▶ **PROBLEM STATEMENT**:
Pick out and copy every line in the records below that contains the string "blue", treating uppercase and lowercase letters as different.

▶ **DATA SHOWN**:
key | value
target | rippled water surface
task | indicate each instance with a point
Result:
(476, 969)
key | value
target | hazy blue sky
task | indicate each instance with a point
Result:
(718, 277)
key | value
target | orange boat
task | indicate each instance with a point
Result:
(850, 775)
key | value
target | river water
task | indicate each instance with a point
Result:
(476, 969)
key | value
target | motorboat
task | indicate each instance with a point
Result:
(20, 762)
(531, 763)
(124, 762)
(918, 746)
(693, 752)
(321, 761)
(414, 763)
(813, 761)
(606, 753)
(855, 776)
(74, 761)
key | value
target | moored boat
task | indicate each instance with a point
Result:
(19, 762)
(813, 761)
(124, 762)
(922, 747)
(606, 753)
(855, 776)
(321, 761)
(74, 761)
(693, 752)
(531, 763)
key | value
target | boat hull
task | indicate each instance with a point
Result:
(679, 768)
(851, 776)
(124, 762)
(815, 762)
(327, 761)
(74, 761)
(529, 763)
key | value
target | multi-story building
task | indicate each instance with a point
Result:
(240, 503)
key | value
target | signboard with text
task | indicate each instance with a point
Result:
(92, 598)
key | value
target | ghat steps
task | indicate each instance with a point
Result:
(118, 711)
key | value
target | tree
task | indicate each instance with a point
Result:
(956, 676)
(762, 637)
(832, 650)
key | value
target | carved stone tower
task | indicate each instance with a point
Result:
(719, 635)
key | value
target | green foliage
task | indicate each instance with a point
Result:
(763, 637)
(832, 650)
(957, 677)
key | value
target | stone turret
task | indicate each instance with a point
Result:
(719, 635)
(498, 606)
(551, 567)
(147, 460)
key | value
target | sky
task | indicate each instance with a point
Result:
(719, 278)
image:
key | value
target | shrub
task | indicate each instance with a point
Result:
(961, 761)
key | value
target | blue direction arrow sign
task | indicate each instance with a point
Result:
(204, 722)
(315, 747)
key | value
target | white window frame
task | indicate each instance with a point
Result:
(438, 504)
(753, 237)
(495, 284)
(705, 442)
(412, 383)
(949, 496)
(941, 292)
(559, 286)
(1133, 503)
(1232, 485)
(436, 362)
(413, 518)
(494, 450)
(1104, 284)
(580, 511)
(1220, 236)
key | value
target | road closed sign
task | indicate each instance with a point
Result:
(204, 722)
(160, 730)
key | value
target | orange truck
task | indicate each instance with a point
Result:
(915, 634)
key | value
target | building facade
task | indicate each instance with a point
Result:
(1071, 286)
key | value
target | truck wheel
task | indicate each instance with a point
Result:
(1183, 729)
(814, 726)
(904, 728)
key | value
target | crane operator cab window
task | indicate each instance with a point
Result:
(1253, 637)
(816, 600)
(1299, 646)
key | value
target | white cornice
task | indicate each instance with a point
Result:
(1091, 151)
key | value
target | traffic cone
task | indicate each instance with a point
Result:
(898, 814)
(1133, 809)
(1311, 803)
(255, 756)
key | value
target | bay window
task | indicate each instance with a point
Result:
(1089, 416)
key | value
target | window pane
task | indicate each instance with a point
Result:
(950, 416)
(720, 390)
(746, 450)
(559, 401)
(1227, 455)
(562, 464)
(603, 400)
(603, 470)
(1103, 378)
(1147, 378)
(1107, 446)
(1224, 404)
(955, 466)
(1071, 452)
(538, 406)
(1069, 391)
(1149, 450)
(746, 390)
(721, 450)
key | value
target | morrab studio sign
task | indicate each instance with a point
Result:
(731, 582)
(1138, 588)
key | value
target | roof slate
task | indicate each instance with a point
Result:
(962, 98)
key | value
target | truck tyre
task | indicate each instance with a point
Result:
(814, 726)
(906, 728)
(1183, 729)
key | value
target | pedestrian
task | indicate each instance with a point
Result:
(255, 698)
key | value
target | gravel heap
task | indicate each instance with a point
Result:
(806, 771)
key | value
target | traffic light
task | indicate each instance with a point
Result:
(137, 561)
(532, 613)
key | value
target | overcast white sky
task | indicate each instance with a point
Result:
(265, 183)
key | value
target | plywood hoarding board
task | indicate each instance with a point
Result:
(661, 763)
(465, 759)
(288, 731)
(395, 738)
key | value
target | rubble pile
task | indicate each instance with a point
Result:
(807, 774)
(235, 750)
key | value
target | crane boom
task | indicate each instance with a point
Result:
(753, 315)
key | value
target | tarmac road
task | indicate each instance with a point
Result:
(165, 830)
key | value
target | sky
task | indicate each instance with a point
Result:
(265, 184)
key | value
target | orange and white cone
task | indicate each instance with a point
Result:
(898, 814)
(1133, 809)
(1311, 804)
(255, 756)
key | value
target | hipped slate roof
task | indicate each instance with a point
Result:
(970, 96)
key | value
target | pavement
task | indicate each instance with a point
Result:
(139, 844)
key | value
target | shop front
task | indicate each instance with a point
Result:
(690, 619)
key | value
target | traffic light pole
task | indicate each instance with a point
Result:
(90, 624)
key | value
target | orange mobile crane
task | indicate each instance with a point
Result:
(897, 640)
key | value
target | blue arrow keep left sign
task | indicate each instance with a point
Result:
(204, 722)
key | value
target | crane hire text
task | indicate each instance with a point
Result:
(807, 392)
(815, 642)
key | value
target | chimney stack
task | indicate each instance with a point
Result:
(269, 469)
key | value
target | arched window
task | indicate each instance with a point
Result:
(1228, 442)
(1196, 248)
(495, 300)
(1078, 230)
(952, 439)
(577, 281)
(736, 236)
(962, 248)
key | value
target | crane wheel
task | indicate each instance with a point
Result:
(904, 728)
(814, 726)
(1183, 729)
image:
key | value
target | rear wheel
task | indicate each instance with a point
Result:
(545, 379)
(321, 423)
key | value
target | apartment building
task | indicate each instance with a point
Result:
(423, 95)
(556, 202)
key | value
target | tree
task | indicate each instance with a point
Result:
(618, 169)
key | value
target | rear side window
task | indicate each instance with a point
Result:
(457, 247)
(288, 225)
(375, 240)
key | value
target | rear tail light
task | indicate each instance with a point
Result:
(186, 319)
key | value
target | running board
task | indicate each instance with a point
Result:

▶ **EXERCISE RESULT**:
target | hazy blue sky
target | blue direction arrow sign
target | blue arrow keep left sign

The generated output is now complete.